Stated problem »
Reproduce every record below exactly as written, but leave out any pictures.

::::::

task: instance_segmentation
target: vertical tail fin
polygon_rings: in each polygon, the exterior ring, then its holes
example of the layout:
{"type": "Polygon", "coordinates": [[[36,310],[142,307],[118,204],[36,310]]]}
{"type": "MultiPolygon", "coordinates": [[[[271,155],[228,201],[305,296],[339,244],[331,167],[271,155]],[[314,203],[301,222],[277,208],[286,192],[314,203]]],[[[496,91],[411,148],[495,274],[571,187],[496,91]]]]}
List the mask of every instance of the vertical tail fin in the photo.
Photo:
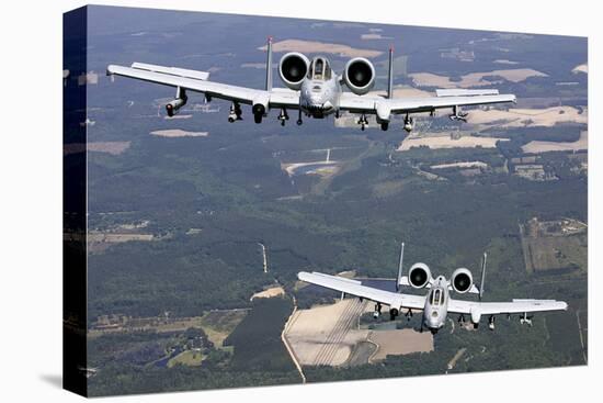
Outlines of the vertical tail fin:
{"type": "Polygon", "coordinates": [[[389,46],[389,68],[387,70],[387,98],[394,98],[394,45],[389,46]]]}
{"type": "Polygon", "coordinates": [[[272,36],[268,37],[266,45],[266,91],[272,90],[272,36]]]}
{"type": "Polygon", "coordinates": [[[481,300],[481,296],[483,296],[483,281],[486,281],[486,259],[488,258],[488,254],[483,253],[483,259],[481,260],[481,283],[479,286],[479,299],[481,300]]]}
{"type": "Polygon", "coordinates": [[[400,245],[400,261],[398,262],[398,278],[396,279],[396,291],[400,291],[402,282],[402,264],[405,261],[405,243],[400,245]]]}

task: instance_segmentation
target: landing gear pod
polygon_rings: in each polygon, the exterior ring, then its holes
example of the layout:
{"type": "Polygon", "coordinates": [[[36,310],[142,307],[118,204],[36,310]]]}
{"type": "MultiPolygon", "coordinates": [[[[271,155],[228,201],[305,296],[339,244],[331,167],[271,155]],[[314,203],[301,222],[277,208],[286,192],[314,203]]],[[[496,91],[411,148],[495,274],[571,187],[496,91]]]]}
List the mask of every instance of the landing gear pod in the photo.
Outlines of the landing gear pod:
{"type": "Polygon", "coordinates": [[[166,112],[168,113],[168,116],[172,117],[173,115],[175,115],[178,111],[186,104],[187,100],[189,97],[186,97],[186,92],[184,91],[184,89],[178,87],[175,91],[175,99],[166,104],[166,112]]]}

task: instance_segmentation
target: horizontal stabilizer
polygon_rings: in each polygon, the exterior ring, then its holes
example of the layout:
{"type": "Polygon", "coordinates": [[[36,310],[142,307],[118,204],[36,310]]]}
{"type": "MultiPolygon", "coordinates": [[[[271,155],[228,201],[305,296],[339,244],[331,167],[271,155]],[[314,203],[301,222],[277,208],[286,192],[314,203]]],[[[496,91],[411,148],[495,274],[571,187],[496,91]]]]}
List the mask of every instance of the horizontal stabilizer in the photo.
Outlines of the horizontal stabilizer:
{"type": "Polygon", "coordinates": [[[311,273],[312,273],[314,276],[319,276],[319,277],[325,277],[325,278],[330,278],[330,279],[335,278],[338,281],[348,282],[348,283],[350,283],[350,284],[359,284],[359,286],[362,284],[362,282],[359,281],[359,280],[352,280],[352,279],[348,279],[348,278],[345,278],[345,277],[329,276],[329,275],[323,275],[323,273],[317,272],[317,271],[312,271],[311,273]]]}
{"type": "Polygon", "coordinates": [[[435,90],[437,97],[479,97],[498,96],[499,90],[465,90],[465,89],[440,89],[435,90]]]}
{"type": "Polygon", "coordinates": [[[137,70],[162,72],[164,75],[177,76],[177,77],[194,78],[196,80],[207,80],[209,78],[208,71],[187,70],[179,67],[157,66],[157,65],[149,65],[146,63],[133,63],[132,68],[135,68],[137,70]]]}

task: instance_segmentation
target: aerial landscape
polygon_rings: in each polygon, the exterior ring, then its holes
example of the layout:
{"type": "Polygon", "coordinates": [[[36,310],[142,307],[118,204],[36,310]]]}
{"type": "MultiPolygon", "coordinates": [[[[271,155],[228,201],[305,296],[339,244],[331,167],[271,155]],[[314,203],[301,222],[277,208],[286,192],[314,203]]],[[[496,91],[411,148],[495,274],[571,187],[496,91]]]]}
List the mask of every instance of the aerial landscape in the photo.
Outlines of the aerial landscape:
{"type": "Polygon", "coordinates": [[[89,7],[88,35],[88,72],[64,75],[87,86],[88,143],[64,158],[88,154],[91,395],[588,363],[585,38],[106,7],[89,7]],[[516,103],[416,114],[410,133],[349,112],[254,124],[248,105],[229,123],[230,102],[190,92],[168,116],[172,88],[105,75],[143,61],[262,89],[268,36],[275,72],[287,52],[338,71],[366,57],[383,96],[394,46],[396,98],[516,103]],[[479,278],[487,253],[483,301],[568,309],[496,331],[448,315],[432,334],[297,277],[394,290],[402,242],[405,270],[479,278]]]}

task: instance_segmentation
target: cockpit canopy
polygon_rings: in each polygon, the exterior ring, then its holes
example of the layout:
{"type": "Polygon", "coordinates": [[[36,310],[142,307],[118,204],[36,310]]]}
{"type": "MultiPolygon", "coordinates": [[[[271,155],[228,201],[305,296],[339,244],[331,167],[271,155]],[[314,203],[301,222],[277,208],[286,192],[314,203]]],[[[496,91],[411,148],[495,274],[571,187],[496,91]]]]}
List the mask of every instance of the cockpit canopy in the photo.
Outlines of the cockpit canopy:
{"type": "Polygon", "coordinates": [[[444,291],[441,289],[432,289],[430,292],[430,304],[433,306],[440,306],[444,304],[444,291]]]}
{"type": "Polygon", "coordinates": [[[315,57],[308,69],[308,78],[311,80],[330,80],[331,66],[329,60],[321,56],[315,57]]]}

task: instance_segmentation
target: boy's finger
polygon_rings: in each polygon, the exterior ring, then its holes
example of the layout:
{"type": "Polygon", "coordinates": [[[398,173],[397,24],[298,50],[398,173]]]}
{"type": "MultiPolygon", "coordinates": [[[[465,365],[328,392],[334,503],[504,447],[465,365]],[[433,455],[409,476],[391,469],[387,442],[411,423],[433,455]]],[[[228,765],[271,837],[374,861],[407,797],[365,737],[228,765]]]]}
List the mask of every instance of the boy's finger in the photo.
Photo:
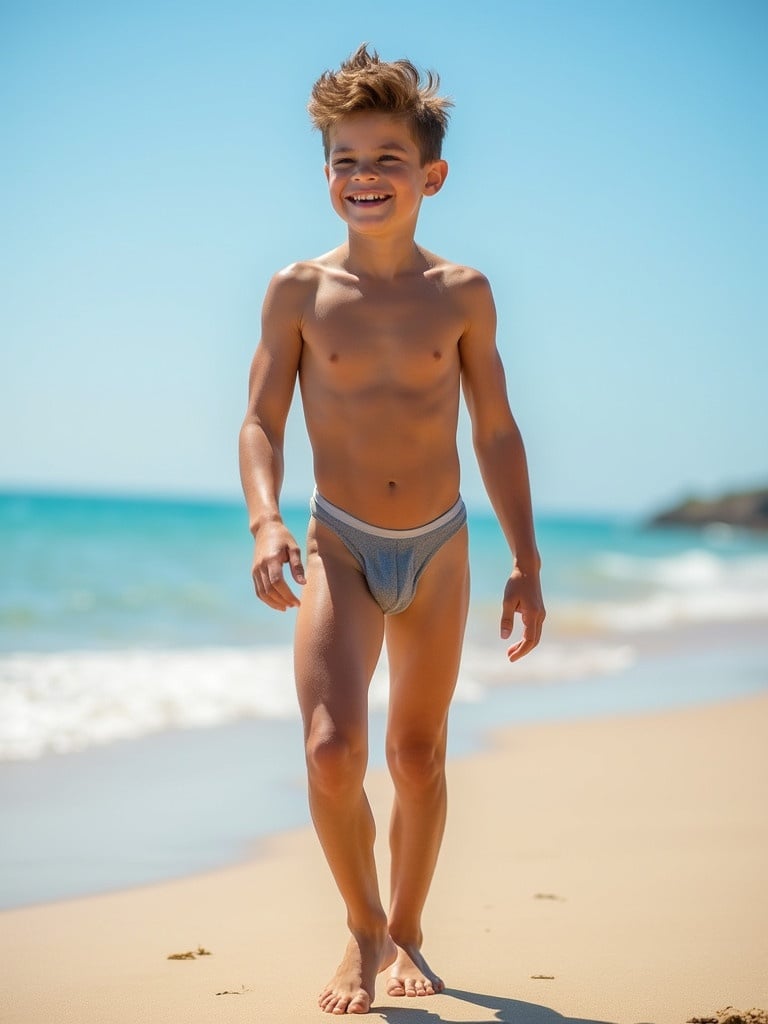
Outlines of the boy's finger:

::::::

Answer to the problem »
task: instance_segmentation
target: vertical tail fin
polygon_rings: in each polygon, the exterior ring, then its holes
example of the layout:
{"type": "Polygon", "coordinates": [[[36,310],[142,307],[118,204],[36,310]]]}
{"type": "MultiPolygon", "coordinates": [[[[271,155],[228,201],[305,296],[339,244],[331,167],[271,155]],[[314,203],[301,222],[277,208],[286,192],[314,203]]],[[[496,91],[411,148],[495,274],[571,187],[496,91]]]]}
List the mask of every instance of the vertical tail fin in the photo.
Photo:
Outlines of the vertical tail fin:
{"type": "Polygon", "coordinates": [[[389,46],[389,68],[387,70],[387,98],[394,98],[394,45],[389,46]]]}
{"type": "Polygon", "coordinates": [[[272,36],[268,37],[266,45],[266,91],[272,90],[272,36]]]}
{"type": "Polygon", "coordinates": [[[481,300],[481,296],[483,296],[483,281],[486,281],[486,259],[488,258],[488,254],[483,253],[483,259],[481,260],[481,283],[479,286],[479,299],[481,300]]]}
{"type": "Polygon", "coordinates": [[[400,245],[400,261],[398,262],[398,278],[396,279],[396,291],[400,291],[402,282],[402,264],[405,261],[405,243],[400,245]]]}

task: instance_segmentation
target: landing gear pod
polygon_rings: in each polygon, the exterior ring, then its holes
example of the layout:
{"type": "Polygon", "coordinates": [[[36,310],[142,307],[118,204],[36,310]]]}
{"type": "MultiPolygon", "coordinates": [[[[271,155],[228,201],[305,296],[339,244],[331,167],[271,155]],[[314,203],[301,222],[277,208],[286,192],[314,203]]],[[[496,91],[411,148],[495,274],[571,187],[496,91]]]]}
List the mask of every instance of the landing gear pod in the photo.
Outlines of the landing gear pod:
{"type": "Polygon", "coordinates": [[[166,112],[168,113],[168,116],[172,117],[173,115],[175,115],[178,111],[186,104],[187,100],[189,97],[186,97],[186,92],[184,91],[184,89],[178,87],[175,91],[175,99],[166,104],[166,112]]]}

task: instance_segmentation
target: horizontal stabilizer
polygon_rings: in each polygon, the exterior ring, then its holes
example of the layout:
{"type": "Polygon", "coordinates": [[[36,310],[142,307],[118,204],[36,310]]]}
{"type": "MultiPolygon", "coordinates": [[[[271,155],[228,201],[305,296],[339,244],[331,167],[271,155]],[[314,203],[301,222],[277,208],[286,192],[314,203]]],[[[496,91],[411,148],[495,274],[571,187],[496,91]]]]}
List the mask of every instance of the horizontal stabilizer in the photo.
Outlines of the horizontal stabilizer:
{"type": "Polygon", "coordinates": [[[311,273],[312,273],[314,276],[319,276],[319,277],[325,277],[325,278],[330,278],[330,279],[335,278],[338,281],[348,282],[348,283],[350,283],[350,284],[359,284],[359,286],[362,284],[362,282],[359,281],[359,280],[352,280],[352,279],[348,279],[348,278],[345,278],[345,277],[329,276],[329,275],[323,275],[323,273],[317,272],[317,271],[312,271],[311,273]]]}
{"type": "Polygon", "coordinates": [[[435,90],[437,97],[479,97],[498,96],[499,90],[465,90],[465,89],[440,89],[435,90]]]}
{"type": "Polygon", "coordinates": [[[137,70],[162,72],[164,75],[177,76],[177,77],[194,78],[196,80],[207,80],[209,78],[208,71],[187,70],[179,67],[157,66],[157,65],[149,65],[146,63],[133,63],[132,68],[135,68],[137,70]]]}

task: instance_segmentation
target: aerial landscape
polygon_rings: in each polygon, the exterior ring, then its holes
example of the layout:
{"type": "Polygon", "coordinates": [[[36,310],[142,307],[118,204],[36,310]]]}
{"type": "MultiPolygon", "coordinates": [[[[271,155],[228,201],[305,296],[339,244],[331,167],[271,155]],[[314,203],[301,222],[277,208],[286,192],[314,203]]],[[[496,91],[411,148],[495,274],[571,187],[496,91]]]]}
List the mask of every instance of the aerial landscape in the photo.
Outlines of the aerial landscape:
{"type": "Polygon", "coordinates": [[[89,7],[88,35],[88,72],[64,75],[87,86],[88,143],[64,158],[88,154],[91,395],[588,363],[585,38],[106,7],[89,7]],[[516,103],[416,114],[410,133],[349,112],[254,124],[248,105],[229,123],[230,102],[190,92],[168,116],[172,88],[105,75],[143,61],[262,89],[268,36],[275,72],[287,52],[338,71],[366,57],[383,96],[394,46],[396,98],[516,103]],[[479,278],[487,253],[483,301],[568,309],[496,331],[448,315],[432,334],[297,277],[394,290],[402,242],[405,270],[479,278]]]}

task: instance_segmentation
target: cockpit canopy
polygon_rings: in each polygon, the exterior ring, then its holes
example of the layout:
{"type": "Polygon", "coordinates": [[[36,310],[142,307],[118,204],[36,310]]]}
{"type": "MultiPolygon", "coordinates": [[[[271,155],[228,201],[305,296],[339,244],[331,167],[271,155]],[[314,203],[301,222],[277,208],[286,192],[314,203]]],[[[496,91],[411,148],[495,274],[571,187],[496,91]]]]}
List the mask of every instance of the cockpit canopy in the photo.
Outlines of the cockpit canopy:
{"type": "Polygon", "coordinates": [[[444,291],[441,289],[432,289],[430,292],[430,304],[433,306],[440,306],[444,304],[444,291]]]}
{"type": "Polygon", "coordinates": [[[315,57],[308,69],[308,78],[311,80],[330,80],[331,66],[329,60],[321,56],[315,57]]]}

task: instance_segmentation
target: boy's finger
polygon_rings: in each polygon, the exterior ring, then its holes
example of the layout:
{"type": "Polygon", "coordinates": [[[398,173],[397,24],[298,50],[398,173]]]}
{"type": "MultiPolygon", "coordinates": [[[[465,365],[328,392],[334,503],[504,447],[465,365]],[[433,455],[409,476],[391,469],[387,442],[411,423],[433,455]]],[[[228,765],[271,837],[374,861],[407,797],[365,737],[228,765]]]]}
List the mask of every instance of the boy's finger in the photo.
Photo:
Outlines of the boy's finger:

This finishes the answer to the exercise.